Natural-language object grounding data
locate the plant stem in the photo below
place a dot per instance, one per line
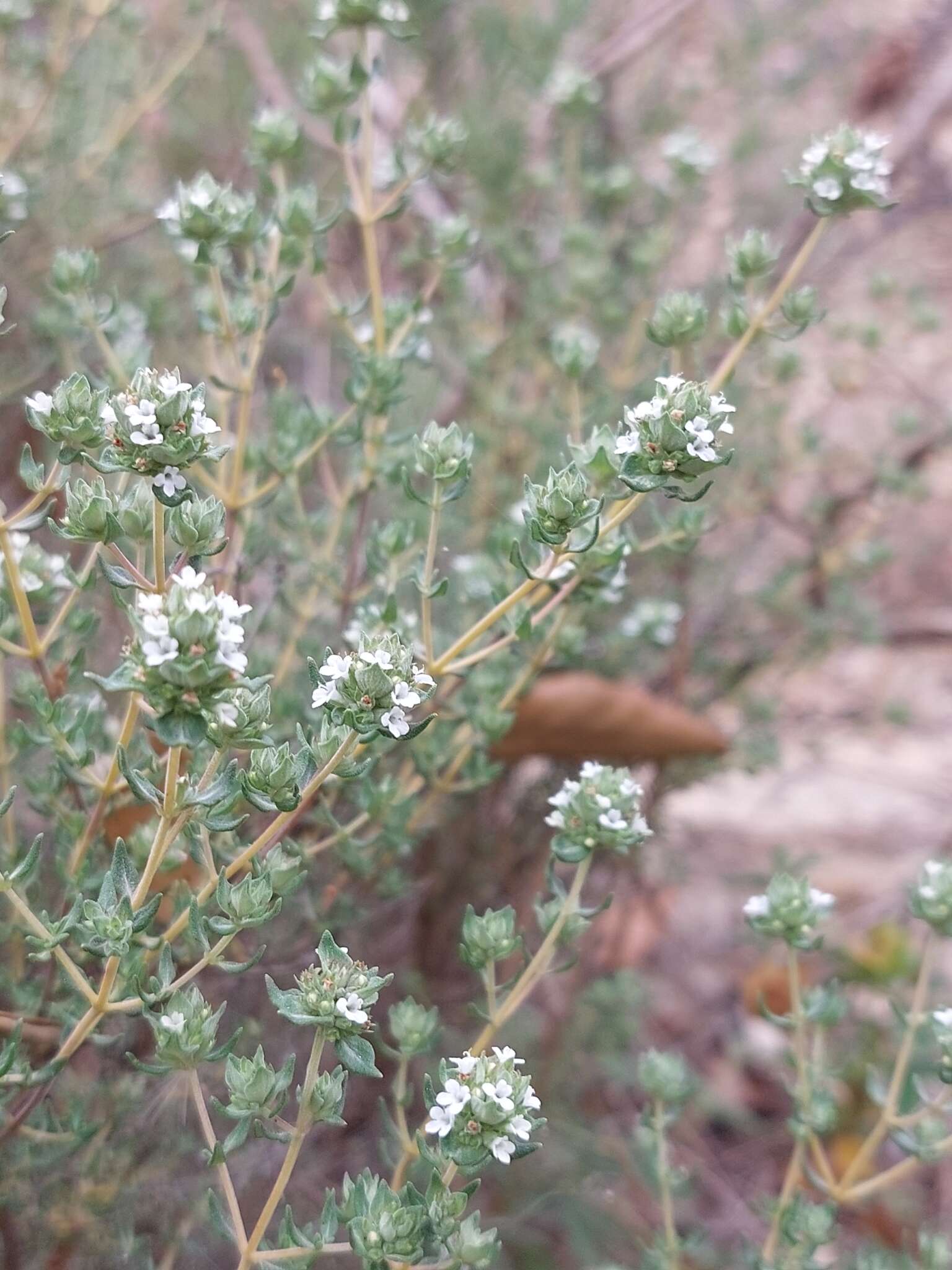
(672, 1244)
(298, 1140)
(223, 1169)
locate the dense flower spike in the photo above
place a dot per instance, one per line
(601, 809)
(844, 172)
(790, 910)
(487, 1108)
(374, 689)
(677, 433)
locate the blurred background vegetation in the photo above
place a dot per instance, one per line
(809, 624)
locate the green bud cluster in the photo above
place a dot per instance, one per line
(443, 454)
(601, 809)
(413, 1026)
(559, 507)
(488, 938)
(679, 319)
(790, 910)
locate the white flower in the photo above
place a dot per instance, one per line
(500, 1093)
(454, 1098)
(202, 425)
(441, 1122)
(232, 657)
(188, 578)
(379, 657)
(169, 481)
(42, 403)
(758, 906)
(162, 649)
(395, 722)
(170, 384)
(323, 695)
(828, 189)
(612, 819)
(146, 435)
(507, 1054)
(337, 667)
(226, 714)
(669, 383)
(521, 1127)
(404, 695)
(352, 1008)
(229, 631)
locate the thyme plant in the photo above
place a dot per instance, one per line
(230, 658)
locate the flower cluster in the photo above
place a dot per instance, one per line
(599, 809)
(187, 658)
(334, 996)
(374, 689)
(674, 433)
(931, 898)
(159, 426)
(790, 910)
(392, 16)
(487, 1108)
(844, 172)
(40, 571)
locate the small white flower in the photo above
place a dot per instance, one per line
(42, 403)
(395, 722)
(202, 425)
(614, 819)
(758, 906)
(500, 1093)
(828, 189)
(188, 578)
(337, 667)
(323, 695)
(232, 657)
(454, 1098)
(441, 1122)
(146, 435)
(379, 657)
(226, 714)
(404, 695)
(507, 1054)
(669, 383)
(352, 1008)
(169, 482)
(162, 649)
(521, 1127)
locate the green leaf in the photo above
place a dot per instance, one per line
(357, 1054)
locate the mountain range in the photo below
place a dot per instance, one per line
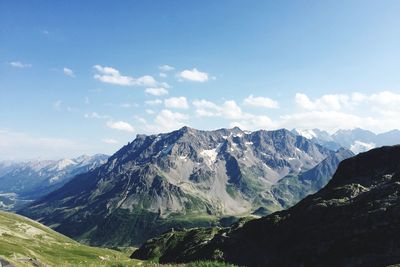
(353, 221)
(357, 140)
(183, 179)
(22, 182)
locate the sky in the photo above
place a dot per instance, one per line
(85, 77)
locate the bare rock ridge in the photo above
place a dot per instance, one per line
(183, 179)
(353, 221)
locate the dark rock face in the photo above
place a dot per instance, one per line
(184, 178)
(353, 221)
(23, 182)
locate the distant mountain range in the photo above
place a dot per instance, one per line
(24, 181)
(186, 178)
(353, 221)
(357, 140)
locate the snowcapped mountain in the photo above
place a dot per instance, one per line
(357, 140)
(184, 178)
(22, 181)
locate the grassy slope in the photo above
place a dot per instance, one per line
(22, 239)
(24, 242)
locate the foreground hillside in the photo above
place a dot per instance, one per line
(24, 242)
(353, 221)
(183, 179)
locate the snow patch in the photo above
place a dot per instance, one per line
(359, 147)
(210, 155)
(309, 134)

What the exercise asks =>
Filter the records down to the lines containing the word "below", and copy those.

Completed exercise =>
locate the plant stem in the photo below
locate the mountain range in the photo below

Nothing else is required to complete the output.